• [Problem details]
Write out exactly the lines of the entries below from the one holding "find | turquoise shallow water" to the one holding "find | blue ocean water", inclusive, and leave out all other lines.

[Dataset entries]
==============================
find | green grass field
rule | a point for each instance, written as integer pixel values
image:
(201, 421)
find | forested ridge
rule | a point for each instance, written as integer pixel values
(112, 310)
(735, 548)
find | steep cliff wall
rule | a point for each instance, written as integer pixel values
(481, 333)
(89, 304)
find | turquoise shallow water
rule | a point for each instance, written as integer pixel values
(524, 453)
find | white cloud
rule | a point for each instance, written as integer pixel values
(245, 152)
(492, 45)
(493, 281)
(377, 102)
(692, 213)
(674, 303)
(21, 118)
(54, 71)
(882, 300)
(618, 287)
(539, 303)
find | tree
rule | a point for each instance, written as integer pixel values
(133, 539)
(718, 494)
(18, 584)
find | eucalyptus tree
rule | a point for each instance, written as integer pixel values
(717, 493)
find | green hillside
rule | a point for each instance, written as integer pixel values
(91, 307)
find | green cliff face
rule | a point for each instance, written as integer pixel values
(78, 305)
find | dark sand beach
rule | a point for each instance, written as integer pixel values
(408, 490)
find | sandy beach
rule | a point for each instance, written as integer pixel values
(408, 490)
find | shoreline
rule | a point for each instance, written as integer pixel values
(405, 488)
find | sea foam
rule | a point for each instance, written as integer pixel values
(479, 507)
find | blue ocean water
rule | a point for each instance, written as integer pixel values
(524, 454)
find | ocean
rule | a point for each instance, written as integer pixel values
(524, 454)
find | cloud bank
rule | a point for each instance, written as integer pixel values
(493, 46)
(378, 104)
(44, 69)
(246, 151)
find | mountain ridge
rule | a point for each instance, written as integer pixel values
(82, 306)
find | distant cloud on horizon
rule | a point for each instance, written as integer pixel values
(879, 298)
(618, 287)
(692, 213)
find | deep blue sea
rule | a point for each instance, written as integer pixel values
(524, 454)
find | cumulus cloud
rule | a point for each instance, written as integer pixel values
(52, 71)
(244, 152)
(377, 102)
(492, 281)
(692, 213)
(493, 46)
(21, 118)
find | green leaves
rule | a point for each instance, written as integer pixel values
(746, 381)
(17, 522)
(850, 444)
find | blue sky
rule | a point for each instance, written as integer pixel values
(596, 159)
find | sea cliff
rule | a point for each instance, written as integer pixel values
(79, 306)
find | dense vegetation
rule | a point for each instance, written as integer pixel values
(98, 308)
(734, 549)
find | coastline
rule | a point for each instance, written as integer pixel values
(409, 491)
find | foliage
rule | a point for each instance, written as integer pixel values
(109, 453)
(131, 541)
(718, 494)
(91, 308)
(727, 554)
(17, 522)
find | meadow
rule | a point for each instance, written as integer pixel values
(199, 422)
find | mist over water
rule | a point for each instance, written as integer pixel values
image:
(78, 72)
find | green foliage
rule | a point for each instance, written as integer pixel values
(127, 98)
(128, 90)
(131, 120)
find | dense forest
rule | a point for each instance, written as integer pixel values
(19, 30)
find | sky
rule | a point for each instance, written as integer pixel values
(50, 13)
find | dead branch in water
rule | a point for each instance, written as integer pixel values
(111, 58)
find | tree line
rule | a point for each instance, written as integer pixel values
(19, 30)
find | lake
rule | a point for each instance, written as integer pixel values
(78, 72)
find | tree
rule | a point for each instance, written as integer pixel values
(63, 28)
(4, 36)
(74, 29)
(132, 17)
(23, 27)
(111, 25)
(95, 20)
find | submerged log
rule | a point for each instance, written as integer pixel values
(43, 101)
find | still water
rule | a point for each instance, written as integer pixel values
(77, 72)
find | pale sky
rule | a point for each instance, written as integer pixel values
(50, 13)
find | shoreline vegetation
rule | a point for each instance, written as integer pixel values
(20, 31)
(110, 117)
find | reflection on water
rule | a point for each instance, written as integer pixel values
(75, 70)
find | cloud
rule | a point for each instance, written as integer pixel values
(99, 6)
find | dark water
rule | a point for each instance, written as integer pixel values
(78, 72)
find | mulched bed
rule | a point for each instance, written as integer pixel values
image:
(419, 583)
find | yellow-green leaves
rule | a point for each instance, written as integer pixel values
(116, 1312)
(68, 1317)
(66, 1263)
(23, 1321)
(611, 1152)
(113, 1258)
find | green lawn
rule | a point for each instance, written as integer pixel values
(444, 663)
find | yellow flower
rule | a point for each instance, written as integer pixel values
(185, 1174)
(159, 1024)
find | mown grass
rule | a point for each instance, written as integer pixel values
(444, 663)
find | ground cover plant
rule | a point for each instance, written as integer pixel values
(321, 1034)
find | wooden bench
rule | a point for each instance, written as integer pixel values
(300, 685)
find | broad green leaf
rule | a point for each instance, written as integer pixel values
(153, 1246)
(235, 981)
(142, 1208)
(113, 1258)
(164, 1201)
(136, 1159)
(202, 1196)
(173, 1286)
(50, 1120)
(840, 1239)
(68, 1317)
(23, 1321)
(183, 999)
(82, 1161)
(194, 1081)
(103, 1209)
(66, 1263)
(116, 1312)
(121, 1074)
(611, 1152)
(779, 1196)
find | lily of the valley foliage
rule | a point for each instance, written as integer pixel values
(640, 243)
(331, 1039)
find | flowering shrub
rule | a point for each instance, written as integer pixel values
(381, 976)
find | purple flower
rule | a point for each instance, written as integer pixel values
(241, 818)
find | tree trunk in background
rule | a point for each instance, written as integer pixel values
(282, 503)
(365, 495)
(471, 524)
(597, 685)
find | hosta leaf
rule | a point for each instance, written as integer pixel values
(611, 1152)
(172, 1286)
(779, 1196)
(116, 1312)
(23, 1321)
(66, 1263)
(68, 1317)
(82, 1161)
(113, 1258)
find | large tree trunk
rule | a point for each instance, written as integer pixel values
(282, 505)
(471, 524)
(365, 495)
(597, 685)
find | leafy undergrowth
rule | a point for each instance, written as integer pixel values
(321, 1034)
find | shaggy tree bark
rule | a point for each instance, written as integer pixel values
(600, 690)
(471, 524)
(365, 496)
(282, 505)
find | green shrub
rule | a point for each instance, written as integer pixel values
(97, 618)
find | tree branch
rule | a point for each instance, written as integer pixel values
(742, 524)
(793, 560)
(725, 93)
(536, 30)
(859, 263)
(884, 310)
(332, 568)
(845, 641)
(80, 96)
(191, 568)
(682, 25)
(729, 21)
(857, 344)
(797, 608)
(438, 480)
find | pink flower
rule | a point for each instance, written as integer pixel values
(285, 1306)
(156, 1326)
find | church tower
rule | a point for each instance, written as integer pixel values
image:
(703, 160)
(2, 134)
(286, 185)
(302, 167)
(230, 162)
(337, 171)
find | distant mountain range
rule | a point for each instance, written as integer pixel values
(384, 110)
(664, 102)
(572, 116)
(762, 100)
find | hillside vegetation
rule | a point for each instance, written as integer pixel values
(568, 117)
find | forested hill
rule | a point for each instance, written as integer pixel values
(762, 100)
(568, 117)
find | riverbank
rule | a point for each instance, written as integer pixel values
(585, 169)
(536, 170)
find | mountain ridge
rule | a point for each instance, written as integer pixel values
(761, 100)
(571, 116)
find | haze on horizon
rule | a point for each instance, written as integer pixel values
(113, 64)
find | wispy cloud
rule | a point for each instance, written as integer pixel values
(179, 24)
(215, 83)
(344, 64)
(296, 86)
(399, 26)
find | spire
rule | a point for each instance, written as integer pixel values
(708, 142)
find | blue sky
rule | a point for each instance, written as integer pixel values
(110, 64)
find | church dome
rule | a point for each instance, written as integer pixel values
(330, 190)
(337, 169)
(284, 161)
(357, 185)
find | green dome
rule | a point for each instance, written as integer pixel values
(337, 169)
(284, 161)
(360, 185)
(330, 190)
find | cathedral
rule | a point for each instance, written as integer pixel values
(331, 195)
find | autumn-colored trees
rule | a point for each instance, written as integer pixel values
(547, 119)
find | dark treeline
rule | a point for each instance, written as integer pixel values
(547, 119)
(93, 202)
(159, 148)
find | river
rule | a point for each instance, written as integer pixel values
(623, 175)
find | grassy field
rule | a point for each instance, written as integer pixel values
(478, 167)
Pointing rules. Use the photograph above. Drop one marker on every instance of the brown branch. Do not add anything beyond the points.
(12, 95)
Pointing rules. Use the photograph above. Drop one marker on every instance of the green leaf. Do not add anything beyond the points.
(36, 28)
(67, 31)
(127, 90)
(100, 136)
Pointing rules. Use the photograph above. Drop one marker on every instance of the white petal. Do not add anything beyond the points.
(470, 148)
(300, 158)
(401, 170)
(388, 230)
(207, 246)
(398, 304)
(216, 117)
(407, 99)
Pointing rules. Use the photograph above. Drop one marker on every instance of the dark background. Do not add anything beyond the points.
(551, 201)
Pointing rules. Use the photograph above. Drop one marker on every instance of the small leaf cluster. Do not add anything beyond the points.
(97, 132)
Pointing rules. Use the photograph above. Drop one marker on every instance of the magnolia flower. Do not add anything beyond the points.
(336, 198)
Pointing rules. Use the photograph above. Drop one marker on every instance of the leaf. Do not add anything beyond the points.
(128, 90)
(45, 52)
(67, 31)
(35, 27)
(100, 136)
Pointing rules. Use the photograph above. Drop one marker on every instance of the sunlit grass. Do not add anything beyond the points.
==============================
• [Written solution]
find | turquoise shallow water
rule | a point for each instance, written as integer pixel values
(524, 453)
find | white cloud
rule | a point for each instance, written as integer pixel values
(245, 152)
(492, 45)
(493, 281)
(377, 102)
(692, 213)
(674, 303)
(21, 118)
(54, 71)
(882, 300)
(618, 287)
(539, 303)
find | tree
rule | a point for each instance, written as integer pixel values
(133, 539)
(718, 494)
(18, 584)
find | eucalyptus tree
rule | a point for each instance, written as integer pixel values
(717, 493)
find | green hillside
rule | a point for each instance, written as integer pixel values
(91, 307)
find | green cliff face
rule | a point for each instance, written as integer pixel values
(78, 305)
find | dark sand beach
rule | a point for each instance, written as integer pixel values
(408, 490)
find | sandy beach
rule | a point for each instance, written as integer pixel values
(408, 490)
find | shoreline
rule | a point for each instance, written as integer pixel values
(405, 488)
find | sea foam
rule | a point for each instance, written as integer pixel values
(479, 507)
find | blue ocean water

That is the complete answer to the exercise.